**Material to process:**
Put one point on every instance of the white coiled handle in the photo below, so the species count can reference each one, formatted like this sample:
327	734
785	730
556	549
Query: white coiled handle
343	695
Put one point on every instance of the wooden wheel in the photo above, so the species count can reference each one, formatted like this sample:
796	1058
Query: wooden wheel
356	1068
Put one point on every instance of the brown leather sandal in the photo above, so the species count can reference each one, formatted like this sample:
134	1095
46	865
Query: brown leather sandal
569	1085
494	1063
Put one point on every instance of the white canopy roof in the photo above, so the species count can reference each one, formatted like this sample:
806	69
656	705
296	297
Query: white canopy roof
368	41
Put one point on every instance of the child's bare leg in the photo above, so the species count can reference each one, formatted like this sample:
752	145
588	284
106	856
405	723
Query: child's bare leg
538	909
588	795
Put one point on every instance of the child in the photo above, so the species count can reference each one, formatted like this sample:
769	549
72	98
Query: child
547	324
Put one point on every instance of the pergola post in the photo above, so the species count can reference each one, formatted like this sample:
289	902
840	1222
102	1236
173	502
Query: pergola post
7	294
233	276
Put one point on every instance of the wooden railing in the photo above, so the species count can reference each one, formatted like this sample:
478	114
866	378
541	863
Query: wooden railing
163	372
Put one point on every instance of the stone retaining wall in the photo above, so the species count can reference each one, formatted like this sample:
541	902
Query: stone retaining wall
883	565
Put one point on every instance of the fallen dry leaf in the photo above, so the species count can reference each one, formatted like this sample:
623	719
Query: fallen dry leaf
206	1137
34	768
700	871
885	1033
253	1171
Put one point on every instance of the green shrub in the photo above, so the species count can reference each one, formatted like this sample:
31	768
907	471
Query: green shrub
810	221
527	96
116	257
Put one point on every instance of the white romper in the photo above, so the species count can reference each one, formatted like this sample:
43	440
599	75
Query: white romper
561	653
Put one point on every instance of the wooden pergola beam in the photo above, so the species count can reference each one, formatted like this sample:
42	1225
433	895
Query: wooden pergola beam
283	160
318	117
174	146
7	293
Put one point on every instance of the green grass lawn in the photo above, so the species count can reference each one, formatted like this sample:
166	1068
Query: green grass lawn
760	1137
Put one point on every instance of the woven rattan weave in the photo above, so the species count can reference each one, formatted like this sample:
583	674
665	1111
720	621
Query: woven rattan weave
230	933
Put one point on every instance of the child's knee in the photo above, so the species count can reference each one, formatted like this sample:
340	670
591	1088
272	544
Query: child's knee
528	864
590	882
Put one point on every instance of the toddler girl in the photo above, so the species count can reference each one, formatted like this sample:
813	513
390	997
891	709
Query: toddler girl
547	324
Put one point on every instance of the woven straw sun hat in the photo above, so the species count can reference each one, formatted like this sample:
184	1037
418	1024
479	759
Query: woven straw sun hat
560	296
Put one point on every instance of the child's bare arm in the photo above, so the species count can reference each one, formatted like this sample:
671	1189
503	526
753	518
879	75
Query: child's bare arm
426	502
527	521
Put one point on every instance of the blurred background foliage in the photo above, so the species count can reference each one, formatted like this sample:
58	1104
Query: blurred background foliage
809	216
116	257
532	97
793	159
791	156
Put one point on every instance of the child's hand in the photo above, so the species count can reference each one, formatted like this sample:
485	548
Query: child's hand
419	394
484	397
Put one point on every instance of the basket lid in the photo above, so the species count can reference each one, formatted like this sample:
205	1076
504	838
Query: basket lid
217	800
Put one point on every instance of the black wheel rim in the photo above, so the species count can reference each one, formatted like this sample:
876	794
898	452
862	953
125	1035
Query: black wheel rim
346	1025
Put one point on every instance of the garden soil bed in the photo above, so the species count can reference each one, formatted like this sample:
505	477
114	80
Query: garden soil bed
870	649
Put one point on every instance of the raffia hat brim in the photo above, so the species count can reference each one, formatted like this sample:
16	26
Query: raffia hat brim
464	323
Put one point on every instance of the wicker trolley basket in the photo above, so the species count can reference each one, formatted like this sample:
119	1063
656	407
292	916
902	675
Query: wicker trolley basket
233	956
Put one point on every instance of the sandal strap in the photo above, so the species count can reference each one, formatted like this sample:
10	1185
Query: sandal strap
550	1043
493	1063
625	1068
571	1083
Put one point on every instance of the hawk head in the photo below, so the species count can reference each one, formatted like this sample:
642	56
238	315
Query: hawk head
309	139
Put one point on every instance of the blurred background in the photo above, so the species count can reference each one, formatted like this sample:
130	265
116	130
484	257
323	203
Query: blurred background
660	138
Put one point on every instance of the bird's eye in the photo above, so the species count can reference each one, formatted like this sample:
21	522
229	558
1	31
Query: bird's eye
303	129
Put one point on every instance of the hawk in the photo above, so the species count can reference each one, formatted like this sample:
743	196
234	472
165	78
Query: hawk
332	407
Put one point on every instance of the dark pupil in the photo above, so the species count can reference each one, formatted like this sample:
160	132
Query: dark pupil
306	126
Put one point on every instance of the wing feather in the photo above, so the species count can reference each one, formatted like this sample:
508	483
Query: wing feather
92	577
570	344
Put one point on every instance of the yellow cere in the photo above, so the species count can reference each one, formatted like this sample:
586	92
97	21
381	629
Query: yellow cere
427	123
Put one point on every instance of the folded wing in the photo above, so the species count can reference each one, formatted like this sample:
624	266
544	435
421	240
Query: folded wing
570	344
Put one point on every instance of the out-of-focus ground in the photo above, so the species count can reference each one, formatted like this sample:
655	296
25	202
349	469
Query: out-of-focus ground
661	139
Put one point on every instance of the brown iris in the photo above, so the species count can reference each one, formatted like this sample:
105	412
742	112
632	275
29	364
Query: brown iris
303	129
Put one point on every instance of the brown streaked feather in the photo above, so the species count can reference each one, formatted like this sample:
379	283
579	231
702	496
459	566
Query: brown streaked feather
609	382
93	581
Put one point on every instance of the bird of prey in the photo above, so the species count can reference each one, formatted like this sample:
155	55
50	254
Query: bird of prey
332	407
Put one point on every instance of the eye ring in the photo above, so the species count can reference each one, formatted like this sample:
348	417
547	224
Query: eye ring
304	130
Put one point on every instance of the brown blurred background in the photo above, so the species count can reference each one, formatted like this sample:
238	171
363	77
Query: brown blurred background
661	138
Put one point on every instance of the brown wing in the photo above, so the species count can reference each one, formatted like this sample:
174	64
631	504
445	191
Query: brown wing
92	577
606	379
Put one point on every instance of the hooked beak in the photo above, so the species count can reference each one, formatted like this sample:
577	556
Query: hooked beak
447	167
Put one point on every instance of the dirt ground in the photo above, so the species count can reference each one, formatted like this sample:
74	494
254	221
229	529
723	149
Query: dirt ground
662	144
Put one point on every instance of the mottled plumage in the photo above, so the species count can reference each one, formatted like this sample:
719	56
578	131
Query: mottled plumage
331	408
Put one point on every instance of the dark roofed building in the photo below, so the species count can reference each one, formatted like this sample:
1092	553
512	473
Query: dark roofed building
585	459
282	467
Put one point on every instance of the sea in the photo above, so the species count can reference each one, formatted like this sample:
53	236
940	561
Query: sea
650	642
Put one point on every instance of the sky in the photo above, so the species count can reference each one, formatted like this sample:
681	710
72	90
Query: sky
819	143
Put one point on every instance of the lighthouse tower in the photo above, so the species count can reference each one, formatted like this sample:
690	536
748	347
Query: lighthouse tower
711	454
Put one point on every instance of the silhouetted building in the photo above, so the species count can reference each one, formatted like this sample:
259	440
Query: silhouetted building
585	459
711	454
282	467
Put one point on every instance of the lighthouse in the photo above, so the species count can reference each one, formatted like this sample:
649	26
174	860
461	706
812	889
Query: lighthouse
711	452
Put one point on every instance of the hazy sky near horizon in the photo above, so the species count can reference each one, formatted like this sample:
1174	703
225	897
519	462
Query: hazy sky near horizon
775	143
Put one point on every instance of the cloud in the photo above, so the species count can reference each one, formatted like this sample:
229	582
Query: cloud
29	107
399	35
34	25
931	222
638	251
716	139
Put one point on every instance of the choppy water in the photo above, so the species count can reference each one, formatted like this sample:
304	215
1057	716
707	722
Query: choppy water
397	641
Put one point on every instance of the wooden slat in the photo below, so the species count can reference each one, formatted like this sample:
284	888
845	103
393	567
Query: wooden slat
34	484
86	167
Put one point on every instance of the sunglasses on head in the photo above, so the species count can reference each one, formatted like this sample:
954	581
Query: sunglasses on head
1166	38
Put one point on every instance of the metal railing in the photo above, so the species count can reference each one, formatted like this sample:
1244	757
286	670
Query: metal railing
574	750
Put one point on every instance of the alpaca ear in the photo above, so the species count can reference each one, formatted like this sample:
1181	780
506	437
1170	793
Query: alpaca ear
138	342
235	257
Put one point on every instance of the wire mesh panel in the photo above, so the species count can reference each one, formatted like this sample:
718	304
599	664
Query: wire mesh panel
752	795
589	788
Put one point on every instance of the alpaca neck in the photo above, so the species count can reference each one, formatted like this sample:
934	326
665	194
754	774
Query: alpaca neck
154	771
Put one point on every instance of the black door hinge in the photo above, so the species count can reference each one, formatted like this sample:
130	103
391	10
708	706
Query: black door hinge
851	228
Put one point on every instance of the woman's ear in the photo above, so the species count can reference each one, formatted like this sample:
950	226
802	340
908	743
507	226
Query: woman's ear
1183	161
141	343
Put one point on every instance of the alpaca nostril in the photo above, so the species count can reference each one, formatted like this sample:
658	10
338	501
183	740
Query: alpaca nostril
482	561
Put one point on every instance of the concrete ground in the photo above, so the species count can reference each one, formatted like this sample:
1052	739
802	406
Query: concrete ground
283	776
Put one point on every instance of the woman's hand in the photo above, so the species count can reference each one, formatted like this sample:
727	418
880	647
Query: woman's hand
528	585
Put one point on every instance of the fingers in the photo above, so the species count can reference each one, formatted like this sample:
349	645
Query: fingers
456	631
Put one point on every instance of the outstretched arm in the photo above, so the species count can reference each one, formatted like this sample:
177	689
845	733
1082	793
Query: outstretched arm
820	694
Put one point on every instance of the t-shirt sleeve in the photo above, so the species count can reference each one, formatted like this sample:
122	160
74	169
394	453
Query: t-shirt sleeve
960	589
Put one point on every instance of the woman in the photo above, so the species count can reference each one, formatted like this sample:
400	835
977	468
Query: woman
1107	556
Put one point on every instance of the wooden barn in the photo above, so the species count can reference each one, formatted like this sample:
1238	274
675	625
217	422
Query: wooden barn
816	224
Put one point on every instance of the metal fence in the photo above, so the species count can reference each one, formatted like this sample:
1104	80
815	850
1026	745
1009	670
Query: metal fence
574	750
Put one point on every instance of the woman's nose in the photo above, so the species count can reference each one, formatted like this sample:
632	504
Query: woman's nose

**Stated problem:** Reproduce verbatim everything from the line containing "Put one point on every instance of the metal fence" down to the end of the listing, including both the first line and the last.

**Task response:**
Put one point on every instance of the metal fence in the photo above, so the species count can reference each one, formatted like this sample:
1104	80
815	850
1026	745
1009	670
Query: metal fence
574	750
Put one point on every instance of the woman's nose in the photo above, so the species count can reference each one, formatted like this sample:
632	504
Query: woman's nose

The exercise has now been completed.